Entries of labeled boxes
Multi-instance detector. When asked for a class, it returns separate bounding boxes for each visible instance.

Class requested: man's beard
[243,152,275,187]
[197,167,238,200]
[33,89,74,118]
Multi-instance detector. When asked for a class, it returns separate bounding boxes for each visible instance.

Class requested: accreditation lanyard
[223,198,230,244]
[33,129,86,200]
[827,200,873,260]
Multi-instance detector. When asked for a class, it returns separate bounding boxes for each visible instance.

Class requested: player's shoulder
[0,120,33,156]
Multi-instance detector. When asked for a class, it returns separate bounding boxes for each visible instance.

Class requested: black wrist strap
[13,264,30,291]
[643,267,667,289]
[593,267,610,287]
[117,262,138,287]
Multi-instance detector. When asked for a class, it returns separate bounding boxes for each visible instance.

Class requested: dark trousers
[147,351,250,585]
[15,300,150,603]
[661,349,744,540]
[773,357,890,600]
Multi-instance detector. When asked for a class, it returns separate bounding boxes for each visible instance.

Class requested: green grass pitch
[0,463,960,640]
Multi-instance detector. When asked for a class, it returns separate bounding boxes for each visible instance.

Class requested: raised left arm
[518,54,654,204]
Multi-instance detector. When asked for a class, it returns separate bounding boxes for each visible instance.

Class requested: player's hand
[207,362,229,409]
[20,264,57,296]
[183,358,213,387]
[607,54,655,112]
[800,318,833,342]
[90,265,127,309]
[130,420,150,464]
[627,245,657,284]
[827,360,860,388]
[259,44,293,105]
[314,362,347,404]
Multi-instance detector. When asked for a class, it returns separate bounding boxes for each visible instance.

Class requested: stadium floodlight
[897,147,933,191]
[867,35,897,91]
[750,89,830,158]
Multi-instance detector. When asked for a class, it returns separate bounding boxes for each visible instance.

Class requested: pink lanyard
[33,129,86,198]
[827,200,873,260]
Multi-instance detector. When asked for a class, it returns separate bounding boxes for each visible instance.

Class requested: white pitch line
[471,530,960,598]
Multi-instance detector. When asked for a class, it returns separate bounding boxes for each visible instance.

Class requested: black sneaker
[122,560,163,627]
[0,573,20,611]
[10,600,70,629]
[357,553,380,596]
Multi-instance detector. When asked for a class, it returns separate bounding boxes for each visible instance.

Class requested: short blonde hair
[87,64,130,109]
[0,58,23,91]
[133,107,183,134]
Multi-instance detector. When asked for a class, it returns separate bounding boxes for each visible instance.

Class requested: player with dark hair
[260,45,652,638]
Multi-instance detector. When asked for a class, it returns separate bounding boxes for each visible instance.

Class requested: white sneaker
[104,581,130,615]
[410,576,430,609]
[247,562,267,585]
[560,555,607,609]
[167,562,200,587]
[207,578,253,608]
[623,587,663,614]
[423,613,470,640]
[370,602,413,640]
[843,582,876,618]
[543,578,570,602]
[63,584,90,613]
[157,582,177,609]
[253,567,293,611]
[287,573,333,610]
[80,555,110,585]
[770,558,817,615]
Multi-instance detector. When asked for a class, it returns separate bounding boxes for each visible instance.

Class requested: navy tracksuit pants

- Prompt -
Reproduce all of the entries above word for word, keeping every line unchanged.

- Final result -
Multi-instance detector. When asked for a class, it returns separate bounding boxes for each visible instance.

Class requested: man's beard
[243,152,275,187]
[197,167,238,200]
[33,89,74,118]
Multi-instance detector. When asked for a class, it returns separate bounding boxes for each visible instance.

Class requested: accreditation lanyard
[223,198,230,244]
[33,129,86,200]
[827,200,873,260]
Multi-instance detector. When asked for a class, it returns separate bounding boxes for each visible instance.

Class requested: player's shoulder
[0,120,33,156]
Multi-instance detector. When asked for a class, it returns separate bounding boxes for each visible instance.

Class requested: black wrist strap
[13,264,30,291]
[643,267,667,289]
[593,267,610,287]
[117,262,138,287]
Multi-instance detector. When asked for a class, it returns separate bounding boxes for each visible instance.

Class requested: dark trousers
[147,351,250,585]
[15,300,150,603]
[661,349,744,540]
[773,357,890,600]
Multi-instance detector. When asked for a class, it returns separate bounding boxes for each visible instance.

Class requested: green grass pitch
[0,463,960,640]
Multi-instance detector. When asked for a class, it returns separate bounding boxes for each visible instance.

Class requested: raised left arm
[518,54,654,204]
Multi-instance detector. When asked for a class, it returns separate bounding boxes for each visible instance.

Class requested: player's hand
[207,362,229,409]
[20,264,57,296]
[183,358,213,387]
[607,54,655,112]
[800,318,833,342]
[90,265,127,309]
[130,420,150,464]
[627,245,657,284]
[827,360,860,388]
[259,44,293,105]
[314,362,347,404]
Multi-instance detector. When asked for a class, it returns separate bounding boxes for each visible instance.

Class requested: stadium floodlight
[897,147,933,191]
[867,35,897,91]
[750,89,830,158]
Multi-instance detector. When asked for a class, it returns separate bounding boxes for each visible instance.

Class requested: pink lanyard
[33,129,86,198]
[827,200,873,260]
Multi-instance detector. When asked for a class, it returns separate bounding boxes for each visible instance.

Class requested: white pitch line
[471,530,960,598]
Multi-instance detector. When asked for a class, it returns separate bounding boxes for each visible instance.

Class requested: black sneaker
[122,560,163,627]
[0,573,20,611]
[10,600,70,629]
[357,553,380,596]
Multi-instance detector. When asked for a class, it returns separate bounding boxes for each visible instance.

Class requested: short blonde hair
[87,64,130,109]
[0,58,23,91]
[133,107,183,134]
Multi-instance detector. When asked for a class, it returns separate bounding boxes for each visible instance.

Class requested: player with dark hair
[260,45,652,638]
Multi-instance detector. When asked for a class, it returns separate bounding boxes for each visible instance.

Class requested: white sneaker
[104,581,130,615]
[410,576,430,609]
[247,562,267,585]
[560,555,607,609]
[167,562,200,587]
[207,578,253,608]
[623,587,663,614]
[423,613,470,640]
[370,602,413,640]
[843,582,876,618]
[543,578,570,602]
[63,584,90,613]
[157,582,177,609]
[253,567,293,611]
[287,573,333,610]
[80,555,110,585]
[770,558,817,615]
Multi-instance detector. When asked for a class, it returns separate bounding boxes for each visible instance.

Class requested: navy tracksuit pants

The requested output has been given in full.